▶ **Action item**: What you return must be the complete listing, unchanged.

▶ **Data**:
▬▬▬

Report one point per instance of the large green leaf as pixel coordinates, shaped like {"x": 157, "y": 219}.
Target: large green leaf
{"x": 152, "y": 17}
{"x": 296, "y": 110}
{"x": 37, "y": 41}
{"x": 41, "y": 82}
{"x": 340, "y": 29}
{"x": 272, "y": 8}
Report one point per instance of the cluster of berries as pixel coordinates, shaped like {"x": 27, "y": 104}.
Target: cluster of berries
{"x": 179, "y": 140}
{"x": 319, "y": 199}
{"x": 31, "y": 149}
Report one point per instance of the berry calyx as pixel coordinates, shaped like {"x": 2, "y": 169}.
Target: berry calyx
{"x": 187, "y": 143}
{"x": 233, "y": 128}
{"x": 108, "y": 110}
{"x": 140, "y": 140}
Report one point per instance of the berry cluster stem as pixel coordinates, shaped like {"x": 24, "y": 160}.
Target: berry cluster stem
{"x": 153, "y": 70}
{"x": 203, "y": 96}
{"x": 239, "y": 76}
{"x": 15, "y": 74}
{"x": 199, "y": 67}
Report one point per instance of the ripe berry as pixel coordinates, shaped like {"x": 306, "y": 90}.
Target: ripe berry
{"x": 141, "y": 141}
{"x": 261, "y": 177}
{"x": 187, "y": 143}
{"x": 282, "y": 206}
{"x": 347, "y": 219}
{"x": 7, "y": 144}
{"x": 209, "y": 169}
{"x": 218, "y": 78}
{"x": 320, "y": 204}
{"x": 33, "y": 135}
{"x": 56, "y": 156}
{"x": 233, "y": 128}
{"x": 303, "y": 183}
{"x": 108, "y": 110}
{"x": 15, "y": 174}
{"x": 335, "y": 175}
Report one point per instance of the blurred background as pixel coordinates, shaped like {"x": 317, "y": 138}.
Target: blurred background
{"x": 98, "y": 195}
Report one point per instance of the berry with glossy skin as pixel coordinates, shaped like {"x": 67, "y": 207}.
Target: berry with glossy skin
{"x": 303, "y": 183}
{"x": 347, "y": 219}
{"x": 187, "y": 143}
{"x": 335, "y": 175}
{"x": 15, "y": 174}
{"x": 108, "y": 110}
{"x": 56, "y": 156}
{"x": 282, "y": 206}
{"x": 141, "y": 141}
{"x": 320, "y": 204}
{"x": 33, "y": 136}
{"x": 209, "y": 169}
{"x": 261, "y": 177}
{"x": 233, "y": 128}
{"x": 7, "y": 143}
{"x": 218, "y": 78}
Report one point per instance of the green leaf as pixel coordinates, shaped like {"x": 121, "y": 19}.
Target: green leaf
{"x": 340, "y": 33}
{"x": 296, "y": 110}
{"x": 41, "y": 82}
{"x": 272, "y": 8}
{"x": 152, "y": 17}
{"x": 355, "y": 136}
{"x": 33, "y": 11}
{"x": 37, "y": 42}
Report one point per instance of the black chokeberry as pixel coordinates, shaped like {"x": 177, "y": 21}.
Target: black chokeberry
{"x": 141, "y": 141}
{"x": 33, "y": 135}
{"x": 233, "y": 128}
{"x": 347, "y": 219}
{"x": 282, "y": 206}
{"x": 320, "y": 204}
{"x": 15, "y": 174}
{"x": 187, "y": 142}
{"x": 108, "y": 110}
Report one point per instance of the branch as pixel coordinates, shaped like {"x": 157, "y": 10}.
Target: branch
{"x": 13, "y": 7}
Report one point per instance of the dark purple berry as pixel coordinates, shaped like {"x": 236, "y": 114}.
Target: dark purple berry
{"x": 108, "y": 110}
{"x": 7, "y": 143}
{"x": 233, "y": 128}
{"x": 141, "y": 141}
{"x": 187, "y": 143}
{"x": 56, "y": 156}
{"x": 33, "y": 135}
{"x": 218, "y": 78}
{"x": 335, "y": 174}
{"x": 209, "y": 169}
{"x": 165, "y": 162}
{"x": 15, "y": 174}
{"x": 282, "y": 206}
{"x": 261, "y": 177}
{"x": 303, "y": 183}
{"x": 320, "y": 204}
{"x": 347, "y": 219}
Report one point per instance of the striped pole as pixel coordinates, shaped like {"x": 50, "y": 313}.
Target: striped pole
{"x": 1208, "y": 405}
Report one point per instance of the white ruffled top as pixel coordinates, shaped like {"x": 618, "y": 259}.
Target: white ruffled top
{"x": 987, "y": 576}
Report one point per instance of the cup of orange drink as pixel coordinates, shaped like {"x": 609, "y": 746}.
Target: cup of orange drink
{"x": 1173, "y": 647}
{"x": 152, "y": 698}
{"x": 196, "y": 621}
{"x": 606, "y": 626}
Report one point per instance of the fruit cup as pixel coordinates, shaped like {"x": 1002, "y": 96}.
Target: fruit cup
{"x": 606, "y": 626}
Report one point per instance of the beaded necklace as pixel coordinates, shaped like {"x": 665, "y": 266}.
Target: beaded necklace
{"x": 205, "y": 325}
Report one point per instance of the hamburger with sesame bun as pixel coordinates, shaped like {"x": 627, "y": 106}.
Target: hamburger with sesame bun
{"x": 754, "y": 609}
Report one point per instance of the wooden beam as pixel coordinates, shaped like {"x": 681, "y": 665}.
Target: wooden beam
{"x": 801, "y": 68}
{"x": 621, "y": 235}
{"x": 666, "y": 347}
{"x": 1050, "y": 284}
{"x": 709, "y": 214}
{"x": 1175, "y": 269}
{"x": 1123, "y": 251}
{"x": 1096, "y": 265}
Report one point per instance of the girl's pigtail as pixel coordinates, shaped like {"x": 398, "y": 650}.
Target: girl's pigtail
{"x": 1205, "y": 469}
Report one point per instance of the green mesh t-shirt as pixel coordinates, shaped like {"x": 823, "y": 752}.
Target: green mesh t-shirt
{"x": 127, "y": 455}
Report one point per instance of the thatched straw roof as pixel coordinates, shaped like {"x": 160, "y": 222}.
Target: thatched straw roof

▬▬▬

▶ **Problem solution**:
Report one point per instance of the large green leaf as pixel coordinates, shaped like {"x": 157, "y": 219}.
Target: large green leaf
{"x": 152, "y": 17}
{"x": 296, "y": 110}
{"x": 37, "y": 41}
{"x": 41, "y": 82}
{"x": 340, "y": 29}
{"x": 272, "y": 8}
Report one point per instance of the cluster of berries as pixel coordinates, shaped like {"x": 27, "y": 104}.
Target: cluster of berries
{"x": 179, "y": 140}
{"x": 319, "y": 199}
{"x": 31, "y": 149}
Report one point per instance of the berry calyx as pixel coordinates, shaped like {"x": 2, "y": 169}.
Target: berry calyx
{"x": 187, "y": 143}
{"x": 233, "y": 128}
{"x": 108, "y": 110}
{"x": 140, "y": 140}
Report one point per instance of the berry cluster stem as pixel coordinates, shaped like {"x": 24, "y": 160}.
Target: berry cluster stem
{"x": 153, "y": 70}
{"x": 203, "y": 96}
{"x": 239, "y": 76}
{"x": 15, "y": 74}
{"x": 199, "y": 67}
Report one point per instance of the ripe berry as pixel coordinates, shaped like {"x": 306, "y": 90}.
Target: ripe berry
{"x": 141, "y": 141}
{"x": 261, "y": 177}
{"x": 187, "y": 143}
{"x": 282, "y": 206}
{"x": 347, "y": 219}
{"x": 7, "y": 144}
{"x": 209, "y": 169}
{"x": 218, "y": 78}
{"x": 320, "y": 204}
{"x": 33, "y": 135}
{"x": 56, "y": 156}
{"x": 233, "y": 128}
{"x": 303, "y": 183}
{"x": 108, "y": 110}
{"x": 15, "y": 174}
{"x": 335, "y": 175}
Report one point per instance of the blurred background as pixel coordinates, shaped like {"x": 317, "y": 138}.
Target: blurred background
{"x": 98, "y": 195}
Report one point per instance of the berry with glossy skin as pixel coordinates, shaped like {"x": 67, "y": 207}.
Target: berry with glossy skin
{"x": 303, "y": 183}
{"x": 347, "y": 219}
{"x": 187, "y": 143}
{"x": 335, "y": 175}
{"x": 15, "y": 174}
{"x": 108, "y": 110}
{"x": 56, "y": 156}
{"x": 282, "y": 206}
{"x": 141, "y": 141}
{"x": 320, "y": 204}
{"x": 33, "y": 136}
{"x": 209, "y": 169}
{"x": 261, "y": 177}
{"x": 233, "y": 128}
{"x": 7, "y": 143}
{"x": 218, "y": 78}
Report one point per instance of the green leaf as pixel coordinates, shaped like {"x": 121, "y": 19}.
Target: green leaf
{"x": 340, "y": 33}
{"x": 296, "y": 110}
{"x": 41, "y": 82}
{"x": 272, "y": 8}
{"x": 152, "y": 17}
{"x": 355, "y": 136}
{"x": 33, "y": 11}
{"x": 37, "y": 42}
Report one point per instance of the black chokeberry as pixel coordinates, shaped like {"x": 177, "y": 21}.
Target: black chokeberry
{"x": 141, "y": 141}
{"x": 33, "y": 135}
{"x": 233, "y": 128}
{"x": 347, "y": 219}
{"x": 282, "y": 206}
{"x": 320, "y": 204}
{"x": 15, "y": 174}
{"x": 187, "y": 142}
{"x": 108, "y": 110}
Report one point per instance of the branch as pixel coordinates, shaped like {"x": 157, "y": 10}.
Target: branch
{"x": 13, "y": 7}
Report one point per instance of the dark purple berry as pixel coordinates, shaped like {"x": 236, "y": 114}.
Target: dark purple berry
{"x": 108, "y": 110}
{"x": 7, "y": 143}
{"x": 233, "y": 128}
{"x": 141, "y": 141}
{"x": 187, "y": 143}
{"x": 56, "y": 156}
{"x": 33, "y": 135}
{"x": 218, "y": 78}
{"x": 335, "y": 174}
{"x": 209, "y": 169}
{"x": 165, "y": 162}
{"x": 15, "y": 174}
{"x": 282, "y": 206}
{"x": 261, "y": 177}
{"x": 303, "y": 183}
{"x": 320, "y": 204}
{"x": 347, "y": 219}
Report one point per instance of the striped pole as pixel coordinates, shaped like {"x": 50, "y": 313}.
Target: striped pole
{"x": 1208, "y": 405}
Report one point per instance of the white ruffled top as pixel coordinates, shaped like {"x": 618, "y": 259}.
Target: white ruffled top
{"x": 987, "y": 576}
Report one point per instance of the cup of orange drink as pixel coordinates, shaped like {"x": 609, "y": 746}.
Target: cup of orange drink
{"x": 1173, "y": 647}
{"x": 152, "y": 698}
{"x": 196, "y": 621}
{"x": 606, "y": 626}
Report one point per instance of the fruit cup as pixel coordinates, shaped like {"x": 1002, "y": 96}.
Target: fruit cup
{"x": 606, "y": 626}
Report one point per instance of the beaded necklace as pixel coordinates, shaped like {"x": 665, "y": 266}.
Target: beaded necklace
{"x": 205, "y": 325}
Report one point per instance of the hamburger with sesame bun as pixel coordinates, shaped like {"x": 627, "y": 106}.
Target: hamburger with sesame bun
{"x": 754, "y": 609}
Report one point per instance of the wooden beam as pixel coordinates, shaped like {"x": 681, "y": 665}.
Target: wooden beam
{"x": 801, "y": 68}
{"x": 621, "y": 235}
{"x": 666, "y": 347}
{"x": 1050, "y": 284}
{"x": 709, "y": 214}
{"x": 1175, "y": 269}
{"x": 1123, "y": 251}
{"x": 1096, "y": 265}
Report one point per instance of the girl's pigtail as pixel coordinates, shaped like {"x": 398, "y": 650}.
Target: girl's pigtail
{"x": 1205, "y": 469}
Report one point per instance of the green mesh t-shirt as pixel coordinates, shaped like {"x": 823, "y": 752}.
Target: green mesh t-shirt
{"x": 127, "y": 455}
Report one point per instance of the thatched straw roof as pixel coordinates, shaped like {"x": 160, "y": 222}.
Target: thatched straw roof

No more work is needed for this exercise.